- Work instructions -
1 - Update the passage of the differential equation thread that opens with "so now just" and closes with "the same answer.", replacing "mistake" with "error".
2 - Write the next portion of the differential equation thread, continuing from the point at which it stops.

- Selected text -
Start
Question

I am having trouble with this problem. I cannot get the answer in the back of the book. y'=(x+y)/(2x)

Answer 1

solve the homogeneous equation

Answer 2

nonlinear

Answer 3

you can rewrite the equation in this way
\[y'=\frac{ x(1+\frac{ y }{ x })0 }{ 2x }=\frac{ 1+\frac{ y }{ x } }{ 2 }\]

Answer 4

without the zero there , missclicked

Answer 5

now u can set \[u=\frac{ y }{ x }=>y=ux=>y'=u'x+u\]

Answer 6

so now just substitude for y' and for u

Answer 7

that what I have been doing and I get \[\frac{ (x-y)^{2} }{ (x)^{3} }=c\]

Answer 8

hm i assume u have some mistake

Answer 9

I do not know what I did wrong. I keep getting the same answer.
End
- Excerpted records -
Start
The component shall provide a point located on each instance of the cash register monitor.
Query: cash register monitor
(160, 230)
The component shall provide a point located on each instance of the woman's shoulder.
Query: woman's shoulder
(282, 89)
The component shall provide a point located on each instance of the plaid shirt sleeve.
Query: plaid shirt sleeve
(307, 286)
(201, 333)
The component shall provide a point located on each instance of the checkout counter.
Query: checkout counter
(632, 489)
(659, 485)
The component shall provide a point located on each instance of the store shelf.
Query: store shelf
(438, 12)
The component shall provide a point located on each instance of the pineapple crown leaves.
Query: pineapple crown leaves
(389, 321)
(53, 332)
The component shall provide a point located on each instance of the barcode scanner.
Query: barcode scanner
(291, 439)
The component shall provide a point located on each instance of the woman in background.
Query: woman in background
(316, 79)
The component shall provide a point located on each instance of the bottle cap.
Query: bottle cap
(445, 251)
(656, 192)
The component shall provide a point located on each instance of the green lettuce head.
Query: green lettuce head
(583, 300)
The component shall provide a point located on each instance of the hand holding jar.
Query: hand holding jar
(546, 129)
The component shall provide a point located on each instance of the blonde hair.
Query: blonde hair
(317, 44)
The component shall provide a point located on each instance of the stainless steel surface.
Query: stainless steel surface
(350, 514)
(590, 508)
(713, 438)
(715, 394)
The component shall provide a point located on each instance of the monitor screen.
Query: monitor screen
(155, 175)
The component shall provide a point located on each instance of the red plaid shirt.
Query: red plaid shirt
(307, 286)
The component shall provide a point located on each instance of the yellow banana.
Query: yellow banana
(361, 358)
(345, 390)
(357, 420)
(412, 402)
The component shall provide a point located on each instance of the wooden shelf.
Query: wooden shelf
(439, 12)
End
Start
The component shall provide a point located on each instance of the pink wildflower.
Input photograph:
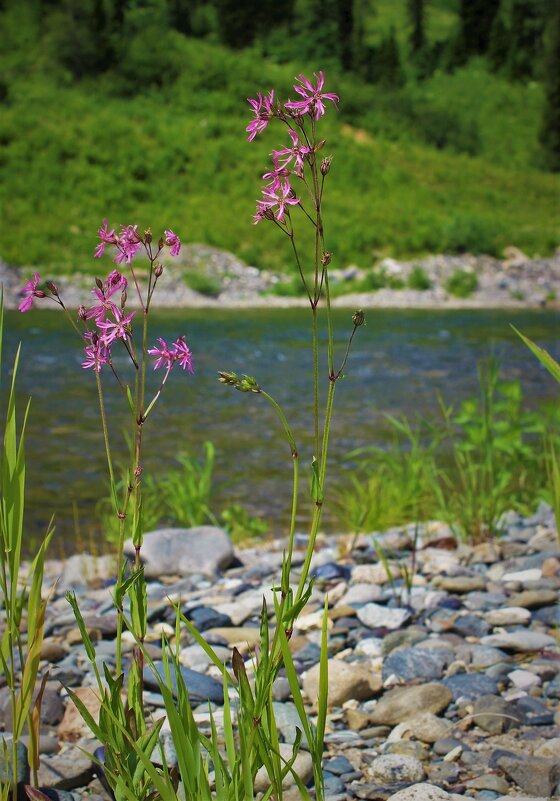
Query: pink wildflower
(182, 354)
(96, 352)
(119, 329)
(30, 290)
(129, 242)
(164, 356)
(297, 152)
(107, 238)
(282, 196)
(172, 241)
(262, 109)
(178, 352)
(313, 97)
End
- Answer list -
1 -
so now just substitude for y' and for u

Answer 7

that what I have been doing and I get \[\frac{ (x-y)^{2} }{ (x)^{3} }=c\]

Answer 8

hm i assume u have some error

Answer 9

I do not know what I did wrong. I keep getting the same answer.

2 -
Answer 10

ok i tell u what i get , i get smt like \[x-constant*\sqrt{x}=y\]

Answer 11

did you get to the point where u should find integrals of this
\[\int\limits_{}^{}{\frac{ dx }{ x }}=\int\limits_{}^{}{\frac{ 2du }{ 1-u }}\]

Answer 12

yep

Answer 13

so what did u get for the integrals?

Answer 14

\[\ln x +C=2\ln (1-v)\]

Answer 15

ok seems like you forgot a "-" sign in front of 2ln(1-u)

Answer 16

oh that it. this problem has been troubling me for hours. Such I stupid Mistake. Thanks a lot!

Answer 17

did u get right answer now ? :D and yeah such a shame losing so much time at just a - sign xD

Answer 18

yea I got the right answer.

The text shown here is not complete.